[Document passage]
Sri Sri Ravi Shankar's statement on Ayodhya case warning of Syria-like situation epitomises art of fanning fear

Sri Sri Ravi Shankar’s interview to CNN-News18 on the Ayodhya dispute has been interpreted as his attempt to court publicity, as is being said in jest, for winning a nomination for the Nobel Peace Prize. Yet, it is important to decode his interview for the messages he has sought to convey to the nation, not least because of his proximity to the Bharatiya Janata Party and Prime Minister Narendra Modi.

Ravi Shankar has an aura of importance around him, partly created through a deft manipulation of popular perception. But this manipulation builds upon an element of reality. For instance, it was under his aegis that an assortment of gurus signed a proclamation at a conference in Bengaluru on 4 and 5 December, 2011 asking the United Nations to observe 21 June as International Yoga Day, an idea Modi endorsed and pushed after coming to power in 2014.

Then again, the Art of Living, a foundation established by Shankar, was chosen to organise a community reception and a yoga event for Modi on his visit to Mongolia in 2015. Modi returned the favour to Shankar, brushing aside the controversy surrounding the Art of Living’s World Cultural Festival in March 2016 in Delhi to spend three hours there. Shankar has emerged as the ruling dispensation’s favourite guru, causing much heartburn in the camp of Baba Ramdev, who had earlier enjoyed that status.

[What is required] Write out the stretch of the article on Sri Sri Ravi Shankar's Ayodhya remarks from "Sri Sri Ravi Shankar’s" through "power in 2014.".

(Region labeling entries)
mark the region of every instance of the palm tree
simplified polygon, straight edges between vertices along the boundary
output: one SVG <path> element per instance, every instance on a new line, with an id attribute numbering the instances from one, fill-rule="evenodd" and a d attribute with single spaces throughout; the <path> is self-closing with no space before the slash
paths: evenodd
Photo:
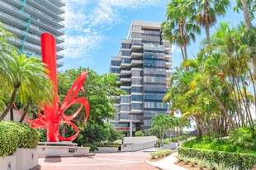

[Written response]
Sri Sri Ravi Shankar’s interview to CNN-News18 on the Ayodhya dispute has been interpreted as his attempt to court publicity, as is being said in jest, for winning a nomination for the Nobel Peace Prize. Yet, it is important to decode his interview for the messages he has sought to convey to the nation, not least because of his proximity to the Bharatiya Janata Party and Prime Minister Narendra Modi.

Ravi Shankar has an aura of importance around him, partly created through a deft manipulation of popular perception. But this manipulation builds upon an element of reality. For instance, it was under his aegis that an assortment of gurus signed a proclamation at a conference in Bengaluru on 4 and 5 December, 2011 asking the United Nations to observe 21 June as International Yoga Day, an idea Modi endorsed and pushed after coming to power in 2014.